____ Text

General practice key to resuscitating ailing NHS

5 minute read


Meanwhile, the RCP has been served a slice of humble pie by The King’s Fund review over its handling of the PA scandal.


The litany of horrors that is the NHS can be saved with an injection of funding into general practice, according to the independent review from Professor Lord Ara Darzi.

It comes as the UK’s Royal College of Physicians was dealt some “learnings” by The King’s Fund over the fallout from its Extraordinary General Meeting on the physician associate debacle.

Today cancer surgeon Lord Darzi – who was tasked with investigating the NHS to help shape the government’s upcoming 10-year reform plan – released his final report.

In what will most likely be a surprise to no one, the report found that the UK’s public health system was in “critical condition” and had been “chronically weakened” by a lack of capital investment to the order of £37 billion.

“These missing billions are what would have been invested if the NHS had matched peer countries’ levels of capital investment in the 2010s,” the report read.

“That sum could have prevented the backlog maintenance, modernised technology and equipment, and paid for the 40 new hospitals that were promised but which have yet to materialise.

“It could have rebuilt or refurbished every GP practice in the country.”

Lord Darzi said GPs were under-resourced and lacked the authority to manage the “increasingly complex care” expected from them.

Between 2009 and 2021, NHS expenditure towards primary care fell from 24% of the total expenditure to 18%.

“We have underinvested in the [GP] community,” Lord Darzi added.

“We have almost 16% fewer fully qualified GPs than other high-income countries relative to our population.”

He added that, as the most common front door to the health system, primary care should be the focus of reform.

“Indeed, research by the NHS Confederation has demonstrated that spending in primary and community settings had a superior return on investment when compared with acute hospital services,” said the report.

“It therefore makes sense that this should be the fundamental strategic shift that the NHS aspires to make.”

Lord Darzi said his review revealed “significant irritation” among GPs who were fielding “never-ending” requests for follow ups and felt that “more and more tasks [were] being shifted from secondary care back to primary care”.

The report said that the government must “irreversibly” adopt financial flows that bolster mental health, community services and general practice.

Despite the system being in “critical condition”, its vitals “remain strong”, suggesting there was still hope.

Lord Darzi said the system had “turned things around before”, laying out a plan of attack and championing the system’s committed workforce.

Former president of the RACGP Adjunct Professor Karen Price said that funding general practice as the salve for system failure had been “known for eons”.

“The willful theft of general practice resources is ignorant, malicious and commercially motivated,” she wrote on X (formerly twitter).

In other British medical news, The King’s Fund has released its review of the RCP’s handling of the physician associate’s debacle, outlining a “range of collective failures in leadership across the college”.

“There was a clear lack of accountability and due process,” reads the report.

As reported by The Medical Republic in July, the college was very publicly criticised by high-profile clinicians after its “in many ways fraudulent” presentation of data on members’ experiences with PAs at its EGM.

The EGM was called by members, following accusations of an all-too-welcoming attitude and a slow response from the college to the expansion of scope of PAs.

________
____ Given data

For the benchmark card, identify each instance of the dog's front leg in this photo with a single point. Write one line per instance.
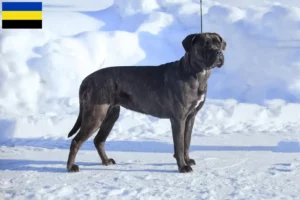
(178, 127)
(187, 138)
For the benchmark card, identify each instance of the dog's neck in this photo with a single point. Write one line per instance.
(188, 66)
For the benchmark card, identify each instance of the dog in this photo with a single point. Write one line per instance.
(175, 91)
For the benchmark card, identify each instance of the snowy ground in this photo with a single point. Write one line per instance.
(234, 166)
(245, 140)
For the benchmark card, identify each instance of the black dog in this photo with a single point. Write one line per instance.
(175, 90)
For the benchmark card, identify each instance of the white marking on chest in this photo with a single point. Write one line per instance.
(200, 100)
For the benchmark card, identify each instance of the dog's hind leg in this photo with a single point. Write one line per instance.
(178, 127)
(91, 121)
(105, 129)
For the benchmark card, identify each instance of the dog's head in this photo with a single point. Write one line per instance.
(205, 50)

________
____ Given data

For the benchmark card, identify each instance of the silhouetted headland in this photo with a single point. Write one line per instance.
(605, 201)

________
____ Given data

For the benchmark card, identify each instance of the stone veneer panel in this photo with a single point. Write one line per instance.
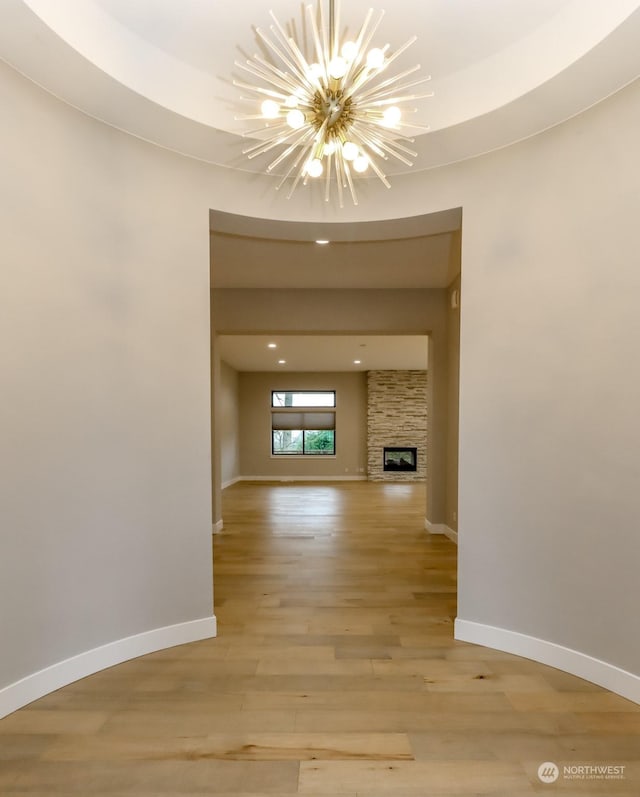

________

- **Explore the material**:
1/ According to the NHS article, what could the missing capital investment have done or paid for? List each item.
2/ In the NHS article, what share of total NHS expenditure went to primary care in 2021?
3/ Reproduce the NHS article's text between "Between 2009 and" and "focus of reform.", inclusive.
The listing is material separate from the NHS article.

- **List of solutions**:
1/
- Prevented the backlog maintenance
- Modernised technology and equipment
- Paid for the 40 new hospitals that were promised but have yet to materialise
- Rebuilt or refurbished every GP practice in the country

2/ 18%.

3/
Between 2009 and 2021, NHS expenditure towards primary care fell from 24% of the total expenditure to 18%.

“We have underinvested in the [GP] community,” Lord Darzi added.

“We have almost 16% fewer fully qualified GPs than other high-income countries relative to our population.”

He added that, as the most common front door to the health system, primary care should be the focus of reform.